[Rows from a pointing dataset]
----------------

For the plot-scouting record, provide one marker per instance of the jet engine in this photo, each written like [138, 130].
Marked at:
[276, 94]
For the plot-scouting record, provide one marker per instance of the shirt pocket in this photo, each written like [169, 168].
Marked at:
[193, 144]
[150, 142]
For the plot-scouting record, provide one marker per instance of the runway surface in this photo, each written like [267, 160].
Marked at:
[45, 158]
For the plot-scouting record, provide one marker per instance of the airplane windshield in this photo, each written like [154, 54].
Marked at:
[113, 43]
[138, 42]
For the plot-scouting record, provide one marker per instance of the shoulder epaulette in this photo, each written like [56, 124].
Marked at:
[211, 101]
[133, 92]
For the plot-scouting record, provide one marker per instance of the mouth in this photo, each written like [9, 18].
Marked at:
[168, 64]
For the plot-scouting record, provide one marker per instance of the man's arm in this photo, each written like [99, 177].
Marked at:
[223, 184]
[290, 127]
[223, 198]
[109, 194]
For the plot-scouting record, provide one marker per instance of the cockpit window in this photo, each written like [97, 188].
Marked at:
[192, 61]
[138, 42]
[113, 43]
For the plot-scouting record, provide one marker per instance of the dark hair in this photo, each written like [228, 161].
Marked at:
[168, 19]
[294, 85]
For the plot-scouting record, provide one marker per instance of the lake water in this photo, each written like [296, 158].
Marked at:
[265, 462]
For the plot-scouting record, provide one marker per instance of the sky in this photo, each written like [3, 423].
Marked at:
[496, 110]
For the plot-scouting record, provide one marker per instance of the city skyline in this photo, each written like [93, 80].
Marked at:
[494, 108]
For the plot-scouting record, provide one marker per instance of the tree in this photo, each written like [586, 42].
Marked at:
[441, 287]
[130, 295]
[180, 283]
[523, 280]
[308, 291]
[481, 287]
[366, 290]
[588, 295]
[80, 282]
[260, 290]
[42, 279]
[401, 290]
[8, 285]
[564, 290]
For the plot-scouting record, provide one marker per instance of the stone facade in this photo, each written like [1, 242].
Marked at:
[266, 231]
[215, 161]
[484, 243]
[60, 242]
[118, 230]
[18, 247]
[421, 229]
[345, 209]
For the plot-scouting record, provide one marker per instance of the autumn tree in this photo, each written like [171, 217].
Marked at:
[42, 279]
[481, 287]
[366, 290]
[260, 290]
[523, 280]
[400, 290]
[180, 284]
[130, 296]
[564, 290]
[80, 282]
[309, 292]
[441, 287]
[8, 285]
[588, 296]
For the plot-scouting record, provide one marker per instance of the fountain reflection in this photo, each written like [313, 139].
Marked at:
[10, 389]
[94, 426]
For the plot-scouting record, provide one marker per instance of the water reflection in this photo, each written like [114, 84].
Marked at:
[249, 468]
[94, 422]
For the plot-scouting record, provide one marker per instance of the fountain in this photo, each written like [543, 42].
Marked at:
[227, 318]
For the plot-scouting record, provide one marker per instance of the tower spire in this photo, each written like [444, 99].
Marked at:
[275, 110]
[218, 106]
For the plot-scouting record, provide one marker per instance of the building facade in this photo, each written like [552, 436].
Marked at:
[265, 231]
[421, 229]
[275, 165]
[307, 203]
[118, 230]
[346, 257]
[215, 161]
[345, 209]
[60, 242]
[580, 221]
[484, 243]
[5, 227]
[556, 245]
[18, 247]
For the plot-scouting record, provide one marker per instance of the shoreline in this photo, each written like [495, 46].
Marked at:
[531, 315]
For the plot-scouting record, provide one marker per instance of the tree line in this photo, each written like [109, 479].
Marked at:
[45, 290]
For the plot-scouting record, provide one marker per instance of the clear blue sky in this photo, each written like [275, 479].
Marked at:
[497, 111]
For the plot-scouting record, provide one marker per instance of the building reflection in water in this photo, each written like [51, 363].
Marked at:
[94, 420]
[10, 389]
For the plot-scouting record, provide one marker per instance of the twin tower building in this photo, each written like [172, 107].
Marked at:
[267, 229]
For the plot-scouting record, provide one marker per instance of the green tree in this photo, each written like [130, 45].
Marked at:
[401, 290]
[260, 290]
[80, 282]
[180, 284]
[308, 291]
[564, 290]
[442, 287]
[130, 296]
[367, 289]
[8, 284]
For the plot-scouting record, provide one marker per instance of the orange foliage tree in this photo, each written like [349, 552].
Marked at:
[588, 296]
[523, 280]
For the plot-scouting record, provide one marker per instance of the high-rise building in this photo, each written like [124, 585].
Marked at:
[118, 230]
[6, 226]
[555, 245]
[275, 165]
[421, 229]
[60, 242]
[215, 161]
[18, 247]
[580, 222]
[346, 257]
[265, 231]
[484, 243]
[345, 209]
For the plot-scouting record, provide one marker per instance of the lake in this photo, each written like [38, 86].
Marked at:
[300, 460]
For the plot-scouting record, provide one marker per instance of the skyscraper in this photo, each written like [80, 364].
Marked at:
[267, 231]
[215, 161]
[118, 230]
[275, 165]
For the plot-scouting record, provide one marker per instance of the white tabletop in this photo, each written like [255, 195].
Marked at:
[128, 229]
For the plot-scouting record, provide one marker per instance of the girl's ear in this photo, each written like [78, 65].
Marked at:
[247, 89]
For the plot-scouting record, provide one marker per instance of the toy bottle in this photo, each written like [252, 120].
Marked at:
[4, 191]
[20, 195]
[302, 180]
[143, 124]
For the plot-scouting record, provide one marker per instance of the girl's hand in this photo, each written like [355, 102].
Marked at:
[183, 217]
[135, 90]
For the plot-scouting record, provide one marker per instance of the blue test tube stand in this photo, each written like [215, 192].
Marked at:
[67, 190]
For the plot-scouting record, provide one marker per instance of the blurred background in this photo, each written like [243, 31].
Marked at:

----------------

== Stated problem ==
Quote the listing word for word, starting at the line that contains "like [215, 192]." and running through the end of the listing, including both of those end lines.

== Task output ==
For the plot-scouting record, provide one marker per instance of the blue test tube stand in this photo, each written like [215, 192].
Marked at:
[67, 190]
For the plot-scouting record, provide one marker per instance of the blurred background in this photo, each written like [243, 31].
Marked at:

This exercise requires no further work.